TRECHO SELECIONADO =
┌──
Independência para lutar, unidade para vencer: o movimento estudantil mostra o caminho!
Um dos maiores desafios de 2023 foi reconquistar a tradição de luta e organização estudantil nas escolas e universidades após a pandemia. Nesse sentido, tivemos a primeira Bienal, Coneg e CONUNE presenciais desde 2019. Saímos desses espaços mais fortalecidos e com uma resolução vitoriosa, que aponta para a independência da UNE frente aos governos e reitorias e que a coloca como uma entidade a serviço da Frente Única, ou seja, a unidade das organizações dos trabalhadores para lutar.
└──
DADOS EM ESTUDO =
┌──
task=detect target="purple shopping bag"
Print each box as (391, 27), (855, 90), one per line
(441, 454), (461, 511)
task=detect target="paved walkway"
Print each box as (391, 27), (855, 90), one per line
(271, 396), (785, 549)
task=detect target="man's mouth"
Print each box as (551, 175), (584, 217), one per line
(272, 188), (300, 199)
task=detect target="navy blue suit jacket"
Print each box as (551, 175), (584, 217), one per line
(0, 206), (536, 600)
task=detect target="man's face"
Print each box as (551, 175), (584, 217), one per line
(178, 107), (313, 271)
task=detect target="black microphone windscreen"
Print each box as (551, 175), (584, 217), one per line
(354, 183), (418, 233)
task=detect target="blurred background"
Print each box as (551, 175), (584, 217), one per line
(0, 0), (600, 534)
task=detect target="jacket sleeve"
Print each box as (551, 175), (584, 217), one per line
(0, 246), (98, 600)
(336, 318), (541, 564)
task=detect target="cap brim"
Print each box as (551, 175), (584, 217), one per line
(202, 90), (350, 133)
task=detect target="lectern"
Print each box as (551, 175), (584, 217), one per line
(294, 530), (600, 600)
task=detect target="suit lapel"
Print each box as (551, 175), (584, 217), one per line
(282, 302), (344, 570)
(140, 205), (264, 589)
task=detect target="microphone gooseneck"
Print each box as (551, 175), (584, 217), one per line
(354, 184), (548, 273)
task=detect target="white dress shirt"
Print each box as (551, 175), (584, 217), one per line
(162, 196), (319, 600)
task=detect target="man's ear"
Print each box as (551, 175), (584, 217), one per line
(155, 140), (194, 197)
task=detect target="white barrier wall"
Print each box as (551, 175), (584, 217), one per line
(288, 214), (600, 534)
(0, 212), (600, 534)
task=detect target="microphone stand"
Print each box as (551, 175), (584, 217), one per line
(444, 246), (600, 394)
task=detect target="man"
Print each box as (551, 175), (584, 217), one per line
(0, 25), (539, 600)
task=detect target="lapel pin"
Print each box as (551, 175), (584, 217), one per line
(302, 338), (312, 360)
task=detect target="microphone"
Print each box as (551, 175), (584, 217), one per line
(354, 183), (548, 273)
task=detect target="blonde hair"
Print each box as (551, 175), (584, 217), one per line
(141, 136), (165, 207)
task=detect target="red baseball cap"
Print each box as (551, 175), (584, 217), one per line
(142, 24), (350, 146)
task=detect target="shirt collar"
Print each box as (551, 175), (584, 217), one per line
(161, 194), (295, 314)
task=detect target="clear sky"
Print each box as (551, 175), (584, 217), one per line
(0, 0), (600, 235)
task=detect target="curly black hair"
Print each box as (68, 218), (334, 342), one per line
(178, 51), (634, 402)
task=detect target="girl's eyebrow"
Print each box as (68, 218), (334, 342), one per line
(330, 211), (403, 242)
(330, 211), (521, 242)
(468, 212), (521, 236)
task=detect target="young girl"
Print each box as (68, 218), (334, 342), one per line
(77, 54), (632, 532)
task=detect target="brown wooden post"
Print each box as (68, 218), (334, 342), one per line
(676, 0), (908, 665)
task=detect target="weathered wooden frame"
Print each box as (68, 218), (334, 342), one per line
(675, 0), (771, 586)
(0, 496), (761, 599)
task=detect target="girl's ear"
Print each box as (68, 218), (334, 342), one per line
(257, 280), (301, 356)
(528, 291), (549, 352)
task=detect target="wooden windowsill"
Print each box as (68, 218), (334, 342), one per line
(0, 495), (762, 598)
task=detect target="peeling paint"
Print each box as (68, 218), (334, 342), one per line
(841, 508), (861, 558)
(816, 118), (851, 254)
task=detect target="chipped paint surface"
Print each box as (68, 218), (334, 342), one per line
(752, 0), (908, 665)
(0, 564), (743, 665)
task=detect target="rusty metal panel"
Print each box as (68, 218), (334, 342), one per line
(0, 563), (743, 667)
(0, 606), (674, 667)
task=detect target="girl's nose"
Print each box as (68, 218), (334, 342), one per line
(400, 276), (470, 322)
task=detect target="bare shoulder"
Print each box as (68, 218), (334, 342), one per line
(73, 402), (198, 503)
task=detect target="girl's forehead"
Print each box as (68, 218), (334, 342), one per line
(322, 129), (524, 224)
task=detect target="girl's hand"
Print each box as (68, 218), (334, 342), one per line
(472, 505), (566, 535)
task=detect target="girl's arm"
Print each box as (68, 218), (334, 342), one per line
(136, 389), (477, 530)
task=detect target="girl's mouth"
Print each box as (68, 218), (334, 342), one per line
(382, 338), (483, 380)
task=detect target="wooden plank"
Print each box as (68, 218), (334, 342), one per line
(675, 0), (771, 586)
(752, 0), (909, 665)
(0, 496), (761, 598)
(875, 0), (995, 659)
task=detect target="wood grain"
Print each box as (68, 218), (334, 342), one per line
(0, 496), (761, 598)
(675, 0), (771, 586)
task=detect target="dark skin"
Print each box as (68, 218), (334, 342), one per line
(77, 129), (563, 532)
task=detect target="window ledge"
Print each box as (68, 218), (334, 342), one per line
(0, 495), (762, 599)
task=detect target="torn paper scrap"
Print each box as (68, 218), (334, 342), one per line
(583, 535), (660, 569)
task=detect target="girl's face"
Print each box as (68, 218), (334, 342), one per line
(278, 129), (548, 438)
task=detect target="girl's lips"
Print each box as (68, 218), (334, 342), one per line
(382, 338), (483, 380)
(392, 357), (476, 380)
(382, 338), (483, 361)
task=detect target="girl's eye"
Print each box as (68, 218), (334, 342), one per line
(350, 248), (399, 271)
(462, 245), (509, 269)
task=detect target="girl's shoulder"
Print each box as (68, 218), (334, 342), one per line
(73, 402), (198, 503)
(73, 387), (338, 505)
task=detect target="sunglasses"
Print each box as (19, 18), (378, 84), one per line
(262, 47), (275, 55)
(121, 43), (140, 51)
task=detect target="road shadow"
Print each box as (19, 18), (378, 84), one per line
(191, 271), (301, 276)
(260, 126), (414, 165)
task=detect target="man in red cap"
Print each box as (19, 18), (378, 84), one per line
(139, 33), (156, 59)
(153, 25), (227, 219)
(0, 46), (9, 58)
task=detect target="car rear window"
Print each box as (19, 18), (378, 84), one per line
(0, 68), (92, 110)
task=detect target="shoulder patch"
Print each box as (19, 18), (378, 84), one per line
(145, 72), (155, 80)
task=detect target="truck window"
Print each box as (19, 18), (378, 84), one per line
└──
TAREFAS =
1 - Reproduza do trecho selecionado a parte que começa em "Independência para lutar, unidade" e segue até "trabalhadores para lutar.".
2 - Responda com base no trecho selecionado:
(a) Qual foi um dos maiores desafios de 2023?
(b) Desde que ano não havia Bienal, Coneg e CONUNE presenciais?
(c) Frente a quem a resolução aponta a independência da UNE?
Baseie-se somente no trecho selecionado.

RESPOSTAS DADAS =
1 -
Independência para lutar, unidade para vencer: o movimento estudantil mostra o caminho!
Um dos maiores desafios de 2023 foi reconquistar a tradição de luta e organização estudantil nas escolas e universidades após a pandemia. Nesse sentido, tivemos a primeira Bienal, Coneg e CONUNE presenciais desde 2019. Saímos desses espaços mais fortalecidos e com uma resolução vitoriosa, que aponta para a independência da UNE frente aos governos e reitorias e que a coloca como uma entidade a serviço da Frente Única, ou seja, a unidade das organizações dos trabalhadores para lutar.

2 -
(a) Reconquistar a tradição de luta e organização estudantil nas escolas e universidades após a pandemia.
(b) Desde 2019.
(c) Frente aos governos e reitorias.